PROMPT 1
In the hearing transcript, could you quote the part that opens with the words containing "Mr. GLASGOW. Now, is" and closes with "not that so?"?
PROMPT 2
In the hearing transcript, what reason does Mr. Glasgow give for a difference between a literary magazine with advertisements and a purely advertising publication? Answer in one to three sentences.

Mr. HUBBARD. Why, of course. And we know why, you and I both.

Mr. GLASGOW. Certainly we do.

Mr. HUBBARD. Certainly.

Mr. GLASGOW. Now, is there no difference between that kind of a magazine, where there is reading matter and advertisements, and a publication containing advertising matter exclusively?

Mr. HUBBARD. Well, on the line of the chairman's suggestion as to the rate that you would put on the advertising matter in the magazine which would make it pay its way, charging one rate for the literary matter and another rate for the purely advertising matter, a lower rate for the information of a public character contained there

in

Mr. GLASGOW. I understand, but there is a difference between a purely advertising publication, what you call a house organ, and a literary magazine in the advertising?

Mr. HUBBARD. Not in the advertising.

Mr. GLASGOW. In that the advertisements cheapen the reading matter to the public. Is not that so?

Mr. HUBBARD. Oh, putting it that way, yes; but there is no difference in the thing itself.

Mr. GLASGOW. I understand there is no difference in the weight.

Mr. HUBBARD. No difference in the weight and no difference in the advertising.

Mr. GLASGOW. Now, there is one other question that I want to ask you. Was it not a few years ago that the Post-Office Department did charge the other Departments of the Government for services rendered?

Mr. HUBBARD. I do not recollect that it did. I recollect that we had official stamps to be put upon all official matter. The various Departments had each their official stamps of different denominations, so the application of those stamps would be in the denominations just as they would be of the regular stamps of the individual who was paying for his mail. Now, it may be that there was some accounting kept of the number of the stamps, of the denominations of those stamps in the various Departments, and some account made of them. What there was I am unable to say. I can not imagine what the use of those stamps was unless it was such a proposition. Mr. GLASGOW. Yes; I just wanted to get at that.

Representative Moon. Is it not the law now, and has it not been the law all the time, that the other Departments of the Government must pay for what they send through the Post-Office Department, and is not the passage of those things through the Department without the payment of postage simply a violation of law on the part of the Department?

MATERIAL PROVIDED

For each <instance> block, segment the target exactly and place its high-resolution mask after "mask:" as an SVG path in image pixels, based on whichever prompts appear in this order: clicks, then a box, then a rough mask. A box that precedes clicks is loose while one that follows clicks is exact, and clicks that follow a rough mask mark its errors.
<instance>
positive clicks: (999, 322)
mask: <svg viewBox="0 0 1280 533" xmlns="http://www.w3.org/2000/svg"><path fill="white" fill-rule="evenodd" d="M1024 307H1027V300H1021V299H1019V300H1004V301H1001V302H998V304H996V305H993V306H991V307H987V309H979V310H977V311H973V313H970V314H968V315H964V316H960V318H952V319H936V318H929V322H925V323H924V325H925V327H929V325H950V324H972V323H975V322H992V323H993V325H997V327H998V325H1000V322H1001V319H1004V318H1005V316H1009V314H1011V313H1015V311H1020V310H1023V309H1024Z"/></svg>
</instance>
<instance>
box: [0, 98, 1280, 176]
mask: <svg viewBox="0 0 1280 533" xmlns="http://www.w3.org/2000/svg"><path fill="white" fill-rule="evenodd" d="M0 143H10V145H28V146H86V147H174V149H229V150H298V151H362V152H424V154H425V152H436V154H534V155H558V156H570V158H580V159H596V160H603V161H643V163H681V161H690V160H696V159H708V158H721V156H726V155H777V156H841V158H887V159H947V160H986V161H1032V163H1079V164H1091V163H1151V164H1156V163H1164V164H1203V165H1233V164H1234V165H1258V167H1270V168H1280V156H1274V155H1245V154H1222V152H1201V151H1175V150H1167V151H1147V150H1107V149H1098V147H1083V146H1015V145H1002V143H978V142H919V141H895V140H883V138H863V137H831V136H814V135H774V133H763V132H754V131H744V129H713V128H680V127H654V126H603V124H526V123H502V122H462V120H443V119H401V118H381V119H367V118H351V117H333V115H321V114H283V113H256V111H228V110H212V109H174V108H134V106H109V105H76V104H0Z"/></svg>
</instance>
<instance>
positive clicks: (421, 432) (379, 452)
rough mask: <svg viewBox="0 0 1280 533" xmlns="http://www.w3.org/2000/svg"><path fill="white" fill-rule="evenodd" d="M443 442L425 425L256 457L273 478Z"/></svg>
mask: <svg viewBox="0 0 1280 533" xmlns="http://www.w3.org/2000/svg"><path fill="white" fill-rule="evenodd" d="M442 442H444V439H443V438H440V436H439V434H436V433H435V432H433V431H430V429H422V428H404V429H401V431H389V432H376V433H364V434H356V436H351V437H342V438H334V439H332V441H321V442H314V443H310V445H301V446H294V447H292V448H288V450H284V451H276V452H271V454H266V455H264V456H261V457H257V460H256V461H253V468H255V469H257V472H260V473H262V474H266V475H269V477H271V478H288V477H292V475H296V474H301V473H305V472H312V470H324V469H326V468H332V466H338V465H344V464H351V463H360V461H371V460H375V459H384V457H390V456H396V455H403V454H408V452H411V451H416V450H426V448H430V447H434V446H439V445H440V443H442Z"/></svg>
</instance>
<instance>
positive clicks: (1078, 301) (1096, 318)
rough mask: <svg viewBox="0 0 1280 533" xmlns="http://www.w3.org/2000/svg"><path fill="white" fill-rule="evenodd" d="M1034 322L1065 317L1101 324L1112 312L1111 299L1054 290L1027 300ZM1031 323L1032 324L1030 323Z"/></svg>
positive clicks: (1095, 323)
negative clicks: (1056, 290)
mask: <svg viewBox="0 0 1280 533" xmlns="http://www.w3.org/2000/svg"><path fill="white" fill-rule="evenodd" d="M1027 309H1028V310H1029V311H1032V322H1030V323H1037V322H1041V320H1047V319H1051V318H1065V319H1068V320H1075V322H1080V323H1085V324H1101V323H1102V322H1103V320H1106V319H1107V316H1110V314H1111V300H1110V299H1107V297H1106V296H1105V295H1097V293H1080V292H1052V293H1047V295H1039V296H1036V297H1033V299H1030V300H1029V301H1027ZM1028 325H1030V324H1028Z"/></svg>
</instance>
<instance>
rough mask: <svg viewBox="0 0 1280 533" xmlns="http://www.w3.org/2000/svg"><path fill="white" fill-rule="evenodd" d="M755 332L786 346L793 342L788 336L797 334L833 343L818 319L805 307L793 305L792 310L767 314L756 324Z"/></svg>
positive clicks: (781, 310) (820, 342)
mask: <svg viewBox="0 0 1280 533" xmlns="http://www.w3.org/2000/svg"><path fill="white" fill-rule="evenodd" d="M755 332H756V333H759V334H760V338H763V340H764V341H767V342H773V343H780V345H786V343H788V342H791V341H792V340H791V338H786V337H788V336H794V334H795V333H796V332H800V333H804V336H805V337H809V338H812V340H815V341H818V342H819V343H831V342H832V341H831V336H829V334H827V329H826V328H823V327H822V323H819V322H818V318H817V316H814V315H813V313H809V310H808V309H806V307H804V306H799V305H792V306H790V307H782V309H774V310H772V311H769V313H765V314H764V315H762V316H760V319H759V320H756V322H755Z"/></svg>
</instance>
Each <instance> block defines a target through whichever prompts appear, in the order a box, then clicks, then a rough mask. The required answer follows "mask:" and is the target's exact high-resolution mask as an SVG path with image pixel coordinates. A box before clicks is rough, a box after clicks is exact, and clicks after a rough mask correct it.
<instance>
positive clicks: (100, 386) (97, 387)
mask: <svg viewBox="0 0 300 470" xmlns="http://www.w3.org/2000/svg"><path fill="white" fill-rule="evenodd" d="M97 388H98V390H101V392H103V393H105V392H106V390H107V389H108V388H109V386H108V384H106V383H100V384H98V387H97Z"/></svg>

EXERCISE ANSWER 1
Mr. GLASGOW. Now, is there no difference between that kind of a magazine, where there is reading matter and advertisements, and a publication containing advertising matter exclusively?

Mr. HUBBARD. Well, on the line of the chairman's suggestion as to the rate that you would put on the advertising matter in the magazine which would make it pay its way, charging one rate for the literary matter and another rate for the purely advertising matter, a lower rate for the information of a public character contained there

in

Mr. GLASGOW. I understand, but there is a difference between a purely advertising publication, what you call a house organ, and a literary magazine in the advertising?

Mr. HUBBARD. Not in the advertising.

Mr. GLASGOW. In that the advertisements cheapen the reading matter to the public. Is not that so?

EXERCISE ANSWER 2
Mr. Glasgow says the advertisements cheapen the reading matter to the public. Mr. Hubbard agrees only "putting it that way." He holds that there is no difference in the thing itself, in the weight, or in the advertising.